Brief
Rescale the records from the very start down to the line containing "point(341, 96)", including both ends and the requests, by multiplying each point coordinate in the answers by 2.4 and rounding to whole numbers, with halves rounded up. Keep the requests and their sample coordinates unchanged, and omit the pictures.

Records provided
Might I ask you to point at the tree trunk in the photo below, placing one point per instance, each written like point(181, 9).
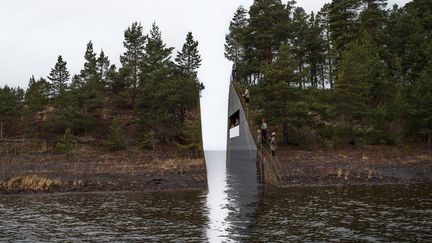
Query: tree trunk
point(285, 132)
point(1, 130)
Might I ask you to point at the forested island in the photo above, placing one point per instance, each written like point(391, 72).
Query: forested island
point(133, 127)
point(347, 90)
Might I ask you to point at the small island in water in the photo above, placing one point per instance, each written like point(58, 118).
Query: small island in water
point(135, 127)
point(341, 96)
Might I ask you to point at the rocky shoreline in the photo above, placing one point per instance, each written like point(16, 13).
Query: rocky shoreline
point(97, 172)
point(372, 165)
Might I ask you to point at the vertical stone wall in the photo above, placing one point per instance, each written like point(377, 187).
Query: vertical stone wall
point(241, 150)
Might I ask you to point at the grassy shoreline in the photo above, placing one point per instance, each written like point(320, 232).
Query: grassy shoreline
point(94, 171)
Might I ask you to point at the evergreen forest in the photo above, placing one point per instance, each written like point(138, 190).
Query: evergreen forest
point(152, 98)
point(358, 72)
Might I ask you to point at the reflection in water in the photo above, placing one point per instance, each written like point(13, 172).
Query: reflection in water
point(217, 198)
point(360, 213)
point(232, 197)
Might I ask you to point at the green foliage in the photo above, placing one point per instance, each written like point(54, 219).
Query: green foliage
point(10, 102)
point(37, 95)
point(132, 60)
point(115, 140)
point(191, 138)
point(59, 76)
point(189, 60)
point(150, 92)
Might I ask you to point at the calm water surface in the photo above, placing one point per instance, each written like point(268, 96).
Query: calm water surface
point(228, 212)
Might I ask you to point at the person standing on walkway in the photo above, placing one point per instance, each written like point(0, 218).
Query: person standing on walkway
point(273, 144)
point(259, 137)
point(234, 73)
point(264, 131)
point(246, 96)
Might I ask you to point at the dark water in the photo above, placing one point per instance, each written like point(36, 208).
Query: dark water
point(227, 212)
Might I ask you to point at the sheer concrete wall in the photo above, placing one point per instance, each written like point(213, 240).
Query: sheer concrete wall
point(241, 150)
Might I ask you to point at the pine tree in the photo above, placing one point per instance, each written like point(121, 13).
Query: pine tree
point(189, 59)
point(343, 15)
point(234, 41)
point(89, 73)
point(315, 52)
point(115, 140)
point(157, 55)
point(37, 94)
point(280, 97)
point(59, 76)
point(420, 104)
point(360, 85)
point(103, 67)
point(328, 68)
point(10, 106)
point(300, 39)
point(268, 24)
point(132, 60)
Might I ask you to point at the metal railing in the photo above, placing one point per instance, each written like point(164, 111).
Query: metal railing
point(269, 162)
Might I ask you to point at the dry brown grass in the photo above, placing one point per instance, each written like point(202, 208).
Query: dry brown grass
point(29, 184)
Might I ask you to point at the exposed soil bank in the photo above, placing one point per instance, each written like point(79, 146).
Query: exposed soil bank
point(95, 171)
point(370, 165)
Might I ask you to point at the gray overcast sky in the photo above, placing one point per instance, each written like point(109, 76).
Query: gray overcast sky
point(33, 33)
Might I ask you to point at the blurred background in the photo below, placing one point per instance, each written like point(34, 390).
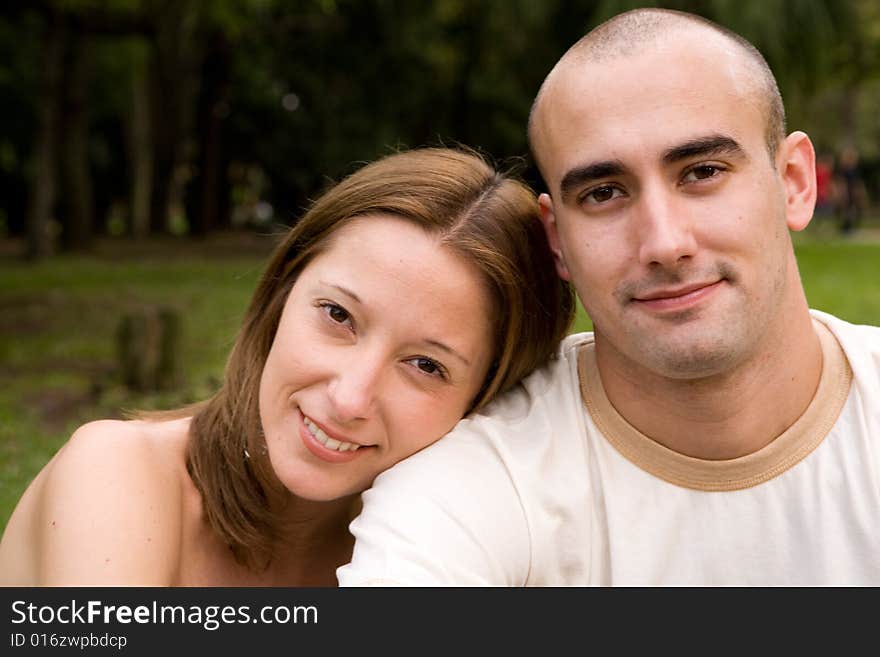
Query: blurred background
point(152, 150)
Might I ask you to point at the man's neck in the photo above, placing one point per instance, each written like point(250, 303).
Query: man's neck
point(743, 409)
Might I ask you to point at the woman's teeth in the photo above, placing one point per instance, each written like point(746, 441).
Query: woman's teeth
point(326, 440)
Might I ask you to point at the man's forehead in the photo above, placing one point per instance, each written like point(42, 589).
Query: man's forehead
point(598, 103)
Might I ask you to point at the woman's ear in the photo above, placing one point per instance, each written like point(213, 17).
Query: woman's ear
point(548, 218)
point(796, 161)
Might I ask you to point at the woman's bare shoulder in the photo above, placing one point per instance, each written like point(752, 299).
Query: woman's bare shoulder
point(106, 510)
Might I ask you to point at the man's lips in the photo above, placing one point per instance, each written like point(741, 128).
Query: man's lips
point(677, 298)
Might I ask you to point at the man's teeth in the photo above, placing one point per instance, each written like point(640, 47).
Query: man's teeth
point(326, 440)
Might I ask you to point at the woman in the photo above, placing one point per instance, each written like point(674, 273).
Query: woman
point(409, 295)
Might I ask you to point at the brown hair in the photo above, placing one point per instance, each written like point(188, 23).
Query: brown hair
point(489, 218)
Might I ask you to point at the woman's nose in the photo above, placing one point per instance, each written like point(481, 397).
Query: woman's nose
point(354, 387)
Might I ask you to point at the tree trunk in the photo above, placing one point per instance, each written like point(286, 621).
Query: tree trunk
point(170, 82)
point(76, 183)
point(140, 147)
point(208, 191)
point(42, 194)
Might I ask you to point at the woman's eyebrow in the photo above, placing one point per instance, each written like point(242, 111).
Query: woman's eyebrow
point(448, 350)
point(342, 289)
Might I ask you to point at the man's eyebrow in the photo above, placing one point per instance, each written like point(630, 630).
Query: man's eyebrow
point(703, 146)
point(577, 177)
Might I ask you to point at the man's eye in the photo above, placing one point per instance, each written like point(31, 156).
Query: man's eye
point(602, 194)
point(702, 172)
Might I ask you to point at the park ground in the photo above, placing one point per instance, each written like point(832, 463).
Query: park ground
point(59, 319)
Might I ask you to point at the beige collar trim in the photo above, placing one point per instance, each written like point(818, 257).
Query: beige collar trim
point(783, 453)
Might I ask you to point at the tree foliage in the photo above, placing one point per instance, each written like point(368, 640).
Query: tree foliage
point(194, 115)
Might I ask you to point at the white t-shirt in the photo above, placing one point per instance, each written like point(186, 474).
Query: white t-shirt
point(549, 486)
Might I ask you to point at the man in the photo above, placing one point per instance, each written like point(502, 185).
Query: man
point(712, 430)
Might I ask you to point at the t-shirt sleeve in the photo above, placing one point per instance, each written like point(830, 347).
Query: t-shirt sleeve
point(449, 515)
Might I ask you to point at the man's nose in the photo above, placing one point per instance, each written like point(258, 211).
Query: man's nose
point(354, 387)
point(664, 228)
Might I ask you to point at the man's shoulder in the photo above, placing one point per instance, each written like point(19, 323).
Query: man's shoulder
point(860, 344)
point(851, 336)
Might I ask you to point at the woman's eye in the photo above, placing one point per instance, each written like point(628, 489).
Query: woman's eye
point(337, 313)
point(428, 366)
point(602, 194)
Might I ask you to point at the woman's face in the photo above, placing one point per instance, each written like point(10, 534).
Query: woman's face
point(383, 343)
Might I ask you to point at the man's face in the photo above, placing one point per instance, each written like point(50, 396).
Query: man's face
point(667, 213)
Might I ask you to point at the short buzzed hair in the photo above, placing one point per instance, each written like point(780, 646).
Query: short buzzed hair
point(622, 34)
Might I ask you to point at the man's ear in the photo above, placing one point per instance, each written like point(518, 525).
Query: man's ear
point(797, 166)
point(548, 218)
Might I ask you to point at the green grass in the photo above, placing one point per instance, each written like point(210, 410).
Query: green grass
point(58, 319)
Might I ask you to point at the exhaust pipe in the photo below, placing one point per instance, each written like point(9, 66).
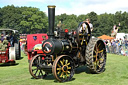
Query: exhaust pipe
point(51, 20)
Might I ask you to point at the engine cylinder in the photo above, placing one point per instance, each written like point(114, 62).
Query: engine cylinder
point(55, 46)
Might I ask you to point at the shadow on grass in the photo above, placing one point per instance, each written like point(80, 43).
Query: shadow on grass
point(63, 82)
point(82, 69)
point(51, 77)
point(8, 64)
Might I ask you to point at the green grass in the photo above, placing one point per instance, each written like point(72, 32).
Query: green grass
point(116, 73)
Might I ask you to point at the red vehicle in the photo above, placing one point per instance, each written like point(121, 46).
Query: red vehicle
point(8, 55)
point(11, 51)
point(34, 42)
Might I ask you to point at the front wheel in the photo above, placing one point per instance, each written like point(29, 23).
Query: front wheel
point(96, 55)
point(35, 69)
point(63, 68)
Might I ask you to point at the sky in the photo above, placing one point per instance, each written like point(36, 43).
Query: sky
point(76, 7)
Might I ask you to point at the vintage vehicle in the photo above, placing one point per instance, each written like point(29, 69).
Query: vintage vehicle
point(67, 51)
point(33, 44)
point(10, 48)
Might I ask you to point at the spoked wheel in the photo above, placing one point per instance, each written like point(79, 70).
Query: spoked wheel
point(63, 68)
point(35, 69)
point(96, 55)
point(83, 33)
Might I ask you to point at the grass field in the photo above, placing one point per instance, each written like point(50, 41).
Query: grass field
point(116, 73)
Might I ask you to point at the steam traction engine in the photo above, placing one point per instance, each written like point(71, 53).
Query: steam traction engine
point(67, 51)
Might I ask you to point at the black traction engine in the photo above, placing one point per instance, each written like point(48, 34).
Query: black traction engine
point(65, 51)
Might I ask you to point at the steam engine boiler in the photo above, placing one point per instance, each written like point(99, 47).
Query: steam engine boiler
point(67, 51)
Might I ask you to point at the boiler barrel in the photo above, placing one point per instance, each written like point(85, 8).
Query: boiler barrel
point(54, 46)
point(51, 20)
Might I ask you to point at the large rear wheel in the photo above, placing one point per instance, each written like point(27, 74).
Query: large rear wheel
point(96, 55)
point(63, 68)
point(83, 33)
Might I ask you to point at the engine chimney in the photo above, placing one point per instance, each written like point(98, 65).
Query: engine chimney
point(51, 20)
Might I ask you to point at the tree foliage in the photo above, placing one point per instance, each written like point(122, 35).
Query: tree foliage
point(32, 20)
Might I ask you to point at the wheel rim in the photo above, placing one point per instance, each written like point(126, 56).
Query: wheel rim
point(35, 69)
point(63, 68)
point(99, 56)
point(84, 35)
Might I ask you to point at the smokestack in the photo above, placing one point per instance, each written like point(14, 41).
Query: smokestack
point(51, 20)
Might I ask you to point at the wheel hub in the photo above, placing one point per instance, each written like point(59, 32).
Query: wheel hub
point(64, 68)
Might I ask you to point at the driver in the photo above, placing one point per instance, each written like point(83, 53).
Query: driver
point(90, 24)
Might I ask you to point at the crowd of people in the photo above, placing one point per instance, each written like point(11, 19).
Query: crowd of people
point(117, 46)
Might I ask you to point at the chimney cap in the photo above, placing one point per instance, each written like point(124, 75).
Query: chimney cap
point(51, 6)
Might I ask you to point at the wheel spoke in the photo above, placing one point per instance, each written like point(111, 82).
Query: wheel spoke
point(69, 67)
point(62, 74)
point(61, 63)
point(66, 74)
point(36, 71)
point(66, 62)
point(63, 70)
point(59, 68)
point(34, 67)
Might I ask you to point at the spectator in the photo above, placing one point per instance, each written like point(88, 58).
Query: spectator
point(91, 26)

Task solution
Might I ask you to point at the tree trunk in the photo below, placing one point per instance, each written like point(181, 9).
Query: tree trunk
point(684, 317)
point(2, 312)
Might I ask you to point at the forested island in the photo above, placing one point per instance, each written like point(391, 72).
Query: forested island
point(319, 305)
point(833, 216)
Might I ask you to point at the small island in water in the photo above, placing one point per instance, each written like point(58, 118).
Query: small island in water
point(324, 305)
point(818, 230)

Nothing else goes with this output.